-- Apply what you read --
A) Answer these questions from the estate planning column, each on its own line:
(i) How long after the daughter's birth did the brother and his wife divorce?
(ii) Under which Probate Code section should the successor trustee give notice of the trust?
(iii) In what two situations is a child automatically cut into an estate plan?
B) Summarize the estate planning column in three sentences.
C) Please reproduce the part of the estate planning column that opens with the words containing "When we meet" and closes with "been that thorough.".

-- Exercise passage --
┄┄┄┄┄┄

Dear Len & Rosie,
My recently deceased brother had a daughter thirty years ago. He and his wife divorced within her first year of her life. Apparently, my brother’s daughter was adopted by her mother’s second husband after she remarried. Would this daughter be legally entitled to any part of my brother’s estate or his trust? My brother had a living trust and didn’t want to leave anything to her, but the trust didn’t specifically name her and exclude her from an inheritance. Instead, the trust says, “I have purposefully omitted any other relatives from any and all distributions.” Is this a problem?
When we meet an estate planning client, the first thing we do is to talk about the client’s family. How many children and grandchildren are there? Are there any deceased or disabled children? Are there children our client has adopted, or children who’ve been adopted away? It’s also a subtle way to quiz a client’s mental capacity. It’s a good sign when a client knows the names and ages of all seven of her grandchildren.
If our client wishes to disinherit a child, we like to include language such as “The settlor has intentionally and with full knowledge of the consequences made no provision for the settlor’s daughter, Nancy, or her issue.” (Issue is a legal term that means “descendents.”) From what you’re telling us, it looks like your brother’s attorney may not have been that thorough.
Fortunately, the law is somewhat forgiving. Your niece will always be the biological daughter of your brother, but if she was adopted by her step-father, she’s no longer legally related to you or your brother. She’s not entitled to notice of the existence of your brother’s trust, or notice of a probate. She also does not inherit anything from your brother’s trust or probate estate unless the trust or will names her as a beneficiary.
Unless you have proof of the adoption, the successor trustee of your brother’s trust should provide your niece (or ex-niece) notice of the existence of the trust under Probate Code section 16061.7. Play it safe.
If she was never adopted away from your brother, she’s still not entitled to inherit anything if your brother’s will and trust left everything to others. The only time a child is automatically cut into an estate plan is if the trust or will fails to dispose of everything, or if the child was born after the trust or will was created.
So why name children and specifically disinherit them when it strictly isn’t necessary? It makes the client’s intentions clear. It’s harder to prove a man didn’t know he was disinheriting a daughter when his initials are next to a paragraph saying so in clear unambiguous language.

┄┄┄┄┄┄

-- Given entries --
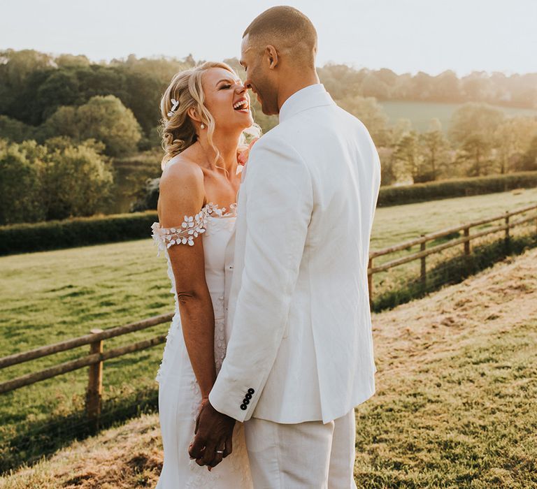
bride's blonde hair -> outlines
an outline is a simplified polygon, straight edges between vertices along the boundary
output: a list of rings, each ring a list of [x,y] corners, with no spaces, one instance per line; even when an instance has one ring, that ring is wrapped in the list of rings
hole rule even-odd
[[[185,151],[198,139],[196,128],[188,115],[188,110],[192,108],[195,109],[201,122],[207,126],[207,140],[216,153],[215,163],[220,159],[220,152],[213,142],[215,129],[215,119],[203,104],[205,96],[201,87],[201,77],[211,68],[223,68],[237,76],[234,69],[225,63],[207,61],[195,68],[177,73],[162,96],[160,111],[162,116],[162,147],[164,150],[162,163],[163,169],[169,160]],[[175,106],[171,101],[172,98],[176,102]],[[239,147],[245,144],[247,136],[257,137],[260,134],[261,129],[254,124],[243,131]]]

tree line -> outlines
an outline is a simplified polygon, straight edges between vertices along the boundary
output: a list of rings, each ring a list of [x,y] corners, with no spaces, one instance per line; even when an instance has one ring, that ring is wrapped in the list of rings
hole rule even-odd
[[[245,76],[236,59],[225,61]],[[196,64],[192,56],[93,63],[84,56],[1,51],[0,224],[102,208],[113,180],[110,158],[159,146],[161,95],[173,75]],[[398,75],[333,64],[318,71],[338,105],[371,133],[383,185],[537,170],[537,118],[507,117],[485,103],[537,107],[537,73],[459,79],[452,72]],[[378,100],[390,98],[472,101],[455,112],[449,131],[433,119],[419,133],[406,119],[389,123]],[[277,124],[257,101],[252,108],[264,131]],[[85,206],[77,200],[83,197]]]

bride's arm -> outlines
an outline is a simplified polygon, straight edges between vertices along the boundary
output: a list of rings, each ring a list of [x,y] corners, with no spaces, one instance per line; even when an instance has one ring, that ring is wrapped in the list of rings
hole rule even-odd
[[[160,181],[161,227],[173,228],[178,232],[176,237],[187,235],[182,227],[185,217],[192,217],[195,221],[204,196],[203,175],[199,168],[178,164],[170,168]],[[215,318],[205,279],[201,235],[189,237],[192,245],[180,240],[168,248],[168,253],[176,281],[185,343],[201,395],[206,398],[216,379]]]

┄┄┄┄┄┄

-- Responses in order --
A)
(i) They divorced within the first year of her life.
(ii) Probate Code section 16061.7.
(iii) When the trust or will fails to dispose of everything, or when the child was born after the trust or will was created.

B) A reader asks whether a late brother's daughter, who was adopted by her stepfather after her parents divorced, can claim part of his estate or living trust, since the trust omits other relatives without naming her. The reply explains that the adoption ended her legal relationship to the brother, so she inherits nothing unless the trust or will names her, though without proof of the adoption the successor trustee should still give her notice of the trust. It adds that even a child who was not adopted away is cut in only if the plan fails to dispose of everything or the child was born after it was made, and that naming and disinheriting children makes the client's intentions clear.

C)
When we meet an estate planning client, the first thing we do is to talk about the client’s family. How many children and grandchildren are there? Are there any deceased or disabled children? Are there children our client has adopted, or children who’ve been adopted away? It’s also a subtle way to quiz a client’s mental capacity. It’s a good sign when a client knows the names and ages of all seven of her grandchildren.
If our client wishes to disinherit a child, we like to include language such as “The settlor has intentionally and with full knowledge of the consequences made no provision for the settlor’s daughter, Nancy, or her issue.” (Issue is a legal term that means “descendents.”) From what you’re telling us, it looks like your brother’s attorney may not have been that thorough.